------ SOURCE MATERIAL ------

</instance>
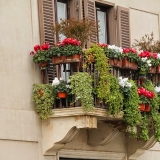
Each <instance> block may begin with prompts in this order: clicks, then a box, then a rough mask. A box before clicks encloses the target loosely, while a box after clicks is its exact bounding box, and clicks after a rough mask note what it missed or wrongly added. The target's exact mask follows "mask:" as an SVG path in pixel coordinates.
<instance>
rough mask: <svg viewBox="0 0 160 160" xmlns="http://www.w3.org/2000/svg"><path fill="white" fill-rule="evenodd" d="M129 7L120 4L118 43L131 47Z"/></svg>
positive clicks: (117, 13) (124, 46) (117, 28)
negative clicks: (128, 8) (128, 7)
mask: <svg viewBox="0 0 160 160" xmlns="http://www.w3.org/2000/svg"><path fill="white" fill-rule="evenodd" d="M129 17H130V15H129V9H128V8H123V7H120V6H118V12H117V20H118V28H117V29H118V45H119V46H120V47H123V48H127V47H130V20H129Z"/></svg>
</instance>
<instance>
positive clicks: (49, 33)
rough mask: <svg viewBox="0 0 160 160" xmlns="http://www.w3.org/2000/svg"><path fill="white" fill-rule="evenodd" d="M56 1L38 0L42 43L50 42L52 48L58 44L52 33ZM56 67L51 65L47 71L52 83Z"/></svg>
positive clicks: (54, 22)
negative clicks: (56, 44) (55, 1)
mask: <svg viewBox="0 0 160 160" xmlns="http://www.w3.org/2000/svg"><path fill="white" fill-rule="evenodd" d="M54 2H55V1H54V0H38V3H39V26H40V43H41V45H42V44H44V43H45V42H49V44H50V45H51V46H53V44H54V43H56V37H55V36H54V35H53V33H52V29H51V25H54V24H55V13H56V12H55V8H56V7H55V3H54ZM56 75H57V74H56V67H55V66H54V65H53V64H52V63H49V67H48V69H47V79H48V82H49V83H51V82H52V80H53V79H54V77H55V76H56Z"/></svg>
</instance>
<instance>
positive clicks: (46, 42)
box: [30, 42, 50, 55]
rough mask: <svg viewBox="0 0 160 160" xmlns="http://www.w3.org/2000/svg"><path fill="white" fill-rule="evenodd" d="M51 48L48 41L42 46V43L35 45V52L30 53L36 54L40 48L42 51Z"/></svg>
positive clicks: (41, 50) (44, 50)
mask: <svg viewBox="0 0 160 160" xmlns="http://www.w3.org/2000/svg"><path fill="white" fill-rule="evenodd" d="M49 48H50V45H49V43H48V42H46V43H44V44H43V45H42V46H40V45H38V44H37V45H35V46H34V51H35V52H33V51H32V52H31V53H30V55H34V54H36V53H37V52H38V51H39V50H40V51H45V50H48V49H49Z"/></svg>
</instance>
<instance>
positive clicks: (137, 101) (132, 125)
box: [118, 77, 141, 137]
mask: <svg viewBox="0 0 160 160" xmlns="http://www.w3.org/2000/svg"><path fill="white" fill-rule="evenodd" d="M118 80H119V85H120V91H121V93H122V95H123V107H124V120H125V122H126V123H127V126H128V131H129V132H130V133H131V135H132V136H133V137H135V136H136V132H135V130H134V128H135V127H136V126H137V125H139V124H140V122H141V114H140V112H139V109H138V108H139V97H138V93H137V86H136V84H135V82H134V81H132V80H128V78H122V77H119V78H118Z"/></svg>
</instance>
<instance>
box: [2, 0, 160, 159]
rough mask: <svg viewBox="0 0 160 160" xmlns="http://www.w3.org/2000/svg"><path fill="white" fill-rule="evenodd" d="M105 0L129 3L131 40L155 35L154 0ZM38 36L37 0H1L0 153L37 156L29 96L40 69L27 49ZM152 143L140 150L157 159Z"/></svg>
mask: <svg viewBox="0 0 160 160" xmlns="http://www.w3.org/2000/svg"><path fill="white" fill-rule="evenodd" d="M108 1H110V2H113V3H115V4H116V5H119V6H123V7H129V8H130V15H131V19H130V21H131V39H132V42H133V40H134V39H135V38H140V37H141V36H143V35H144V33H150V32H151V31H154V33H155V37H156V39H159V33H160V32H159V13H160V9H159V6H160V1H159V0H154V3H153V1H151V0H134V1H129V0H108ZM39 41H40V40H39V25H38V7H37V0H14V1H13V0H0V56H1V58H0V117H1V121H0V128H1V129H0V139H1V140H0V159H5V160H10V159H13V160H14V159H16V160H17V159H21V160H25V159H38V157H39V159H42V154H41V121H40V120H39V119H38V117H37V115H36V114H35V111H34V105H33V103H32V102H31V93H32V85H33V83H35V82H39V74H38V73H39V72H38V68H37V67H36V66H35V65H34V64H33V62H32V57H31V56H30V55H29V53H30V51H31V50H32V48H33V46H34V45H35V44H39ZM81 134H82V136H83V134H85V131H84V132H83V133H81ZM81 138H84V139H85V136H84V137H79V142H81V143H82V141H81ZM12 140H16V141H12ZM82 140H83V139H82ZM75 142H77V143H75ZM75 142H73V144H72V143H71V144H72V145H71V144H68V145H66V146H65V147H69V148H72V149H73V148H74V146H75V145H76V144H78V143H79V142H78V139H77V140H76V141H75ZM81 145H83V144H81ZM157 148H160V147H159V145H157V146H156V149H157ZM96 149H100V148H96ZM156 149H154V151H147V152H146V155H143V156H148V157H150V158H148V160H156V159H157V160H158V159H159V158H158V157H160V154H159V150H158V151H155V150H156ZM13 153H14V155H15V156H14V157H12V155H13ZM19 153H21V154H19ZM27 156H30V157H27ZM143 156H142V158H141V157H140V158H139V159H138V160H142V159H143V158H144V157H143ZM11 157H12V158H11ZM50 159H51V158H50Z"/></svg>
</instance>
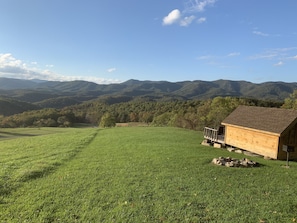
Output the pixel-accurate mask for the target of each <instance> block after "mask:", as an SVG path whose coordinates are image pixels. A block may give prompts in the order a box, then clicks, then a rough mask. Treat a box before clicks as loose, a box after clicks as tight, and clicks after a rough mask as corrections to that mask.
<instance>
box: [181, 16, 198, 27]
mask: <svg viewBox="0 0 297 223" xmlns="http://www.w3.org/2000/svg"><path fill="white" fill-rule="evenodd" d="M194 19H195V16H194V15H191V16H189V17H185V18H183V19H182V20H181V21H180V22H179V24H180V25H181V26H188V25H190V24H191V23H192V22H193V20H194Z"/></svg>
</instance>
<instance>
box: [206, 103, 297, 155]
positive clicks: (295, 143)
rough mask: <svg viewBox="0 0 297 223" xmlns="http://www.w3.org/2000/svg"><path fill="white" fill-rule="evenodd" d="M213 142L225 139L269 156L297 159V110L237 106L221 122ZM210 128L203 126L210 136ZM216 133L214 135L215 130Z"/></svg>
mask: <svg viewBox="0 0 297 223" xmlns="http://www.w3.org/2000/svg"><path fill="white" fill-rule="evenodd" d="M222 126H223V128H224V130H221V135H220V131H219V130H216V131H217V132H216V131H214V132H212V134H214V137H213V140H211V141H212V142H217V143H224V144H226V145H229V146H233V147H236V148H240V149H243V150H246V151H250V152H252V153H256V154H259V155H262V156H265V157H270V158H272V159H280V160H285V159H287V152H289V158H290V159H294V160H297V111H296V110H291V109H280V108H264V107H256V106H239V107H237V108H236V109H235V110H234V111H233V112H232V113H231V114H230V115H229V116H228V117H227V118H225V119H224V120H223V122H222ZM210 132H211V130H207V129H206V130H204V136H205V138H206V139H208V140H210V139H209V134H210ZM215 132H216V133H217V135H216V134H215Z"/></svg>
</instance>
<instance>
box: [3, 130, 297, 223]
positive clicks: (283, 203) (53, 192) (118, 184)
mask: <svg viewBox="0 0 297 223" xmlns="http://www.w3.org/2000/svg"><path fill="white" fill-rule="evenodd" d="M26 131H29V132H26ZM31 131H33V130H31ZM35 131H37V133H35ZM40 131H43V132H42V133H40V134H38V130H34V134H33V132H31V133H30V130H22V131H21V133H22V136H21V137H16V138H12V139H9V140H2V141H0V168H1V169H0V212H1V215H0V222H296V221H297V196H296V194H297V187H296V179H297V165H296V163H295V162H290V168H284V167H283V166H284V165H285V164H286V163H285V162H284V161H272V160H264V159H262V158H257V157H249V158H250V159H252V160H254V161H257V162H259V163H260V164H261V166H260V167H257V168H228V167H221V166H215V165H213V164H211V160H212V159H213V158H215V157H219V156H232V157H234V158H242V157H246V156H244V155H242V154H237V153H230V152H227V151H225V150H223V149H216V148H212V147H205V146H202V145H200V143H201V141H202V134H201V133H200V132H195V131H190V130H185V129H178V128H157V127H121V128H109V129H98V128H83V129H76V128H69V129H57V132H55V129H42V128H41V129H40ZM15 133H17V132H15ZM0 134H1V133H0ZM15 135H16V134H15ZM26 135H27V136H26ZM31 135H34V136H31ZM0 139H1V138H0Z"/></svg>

------

**PROBLEM DESCRIPTION:** The answer must consist of each line from the entries that contains the string "prompts".

**EXPECTED ANSWER:**
Each <instance> block may begin with prompts in this order: clicks, then a box, then a rough mask. A box before clicks encloses the target loosely, while a box after clicks is its exact bounding box, and clicks after a rough mask note what it missed or wrongly added. The target's exact mask follows "mask:" as an SVG path in pixel coordinates.
Output the pixel-accurate mask for the target of each <instance> block after "mask:", as an SVG path whose coordinates are image pixels. A block may give prompts in the order a box, then clicks, then a rough mask. Treat a box before clicks as loose, a box after clicks as tight, and clicks after a rough mask as corrections to that mask.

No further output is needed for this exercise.